Segment Start: Provided entries

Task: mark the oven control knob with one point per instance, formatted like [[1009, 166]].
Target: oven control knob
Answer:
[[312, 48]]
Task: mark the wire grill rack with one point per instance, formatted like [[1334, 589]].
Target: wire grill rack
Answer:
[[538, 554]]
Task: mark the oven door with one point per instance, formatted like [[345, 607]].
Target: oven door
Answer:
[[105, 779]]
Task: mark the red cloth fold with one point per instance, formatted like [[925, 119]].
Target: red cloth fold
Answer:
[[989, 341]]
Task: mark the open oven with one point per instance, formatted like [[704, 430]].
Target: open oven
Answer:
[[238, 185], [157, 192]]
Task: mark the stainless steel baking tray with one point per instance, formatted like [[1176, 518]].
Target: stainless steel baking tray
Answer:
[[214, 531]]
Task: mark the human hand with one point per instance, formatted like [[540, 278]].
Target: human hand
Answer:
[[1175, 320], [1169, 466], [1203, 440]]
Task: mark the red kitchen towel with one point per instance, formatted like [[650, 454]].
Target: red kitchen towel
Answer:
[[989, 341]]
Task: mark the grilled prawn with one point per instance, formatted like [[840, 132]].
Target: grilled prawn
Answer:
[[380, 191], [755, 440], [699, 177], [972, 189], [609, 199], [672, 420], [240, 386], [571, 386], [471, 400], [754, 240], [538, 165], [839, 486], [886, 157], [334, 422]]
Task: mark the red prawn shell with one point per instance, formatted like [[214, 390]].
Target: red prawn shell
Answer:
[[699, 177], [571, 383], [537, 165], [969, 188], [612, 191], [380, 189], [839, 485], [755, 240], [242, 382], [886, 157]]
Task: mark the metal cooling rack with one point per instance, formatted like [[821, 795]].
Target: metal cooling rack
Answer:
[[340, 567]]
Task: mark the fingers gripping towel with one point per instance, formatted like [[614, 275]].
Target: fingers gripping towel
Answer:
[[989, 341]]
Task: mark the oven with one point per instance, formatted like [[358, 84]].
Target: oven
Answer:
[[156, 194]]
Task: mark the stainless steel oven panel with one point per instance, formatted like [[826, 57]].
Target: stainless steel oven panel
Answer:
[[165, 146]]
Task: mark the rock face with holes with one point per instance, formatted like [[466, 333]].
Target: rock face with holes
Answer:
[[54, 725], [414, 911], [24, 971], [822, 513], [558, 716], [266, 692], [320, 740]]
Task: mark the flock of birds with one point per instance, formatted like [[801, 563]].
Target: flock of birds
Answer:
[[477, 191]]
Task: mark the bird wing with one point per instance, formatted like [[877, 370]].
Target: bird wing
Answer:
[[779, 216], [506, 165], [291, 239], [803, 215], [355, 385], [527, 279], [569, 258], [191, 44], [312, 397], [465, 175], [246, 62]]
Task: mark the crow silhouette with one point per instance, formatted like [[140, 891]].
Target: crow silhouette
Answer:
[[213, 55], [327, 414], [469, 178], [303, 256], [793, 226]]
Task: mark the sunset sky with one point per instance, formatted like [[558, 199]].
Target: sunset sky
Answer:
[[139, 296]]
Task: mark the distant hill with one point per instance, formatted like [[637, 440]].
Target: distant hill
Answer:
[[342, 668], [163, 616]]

Segment End: Provided entries

How to complete this task
Emit an exact copy of the lines spanning the start of the records to the line containing "Target: oven door", inclusive, and no other output.

Response below
Task: mark the oven control knob with one point per instance, formatted like [[1009, 166]].
Target: oven control knob
Answer:
[[312, 48]]
Task: mark the wire grill rack with one point per instance, formatted like [[1334, 589]].
Target: wire grill rack
Answer:
[[538, 554]]
Task: mark the oven door with one point per instance, formatted like [[345, 607]].
Target: oven door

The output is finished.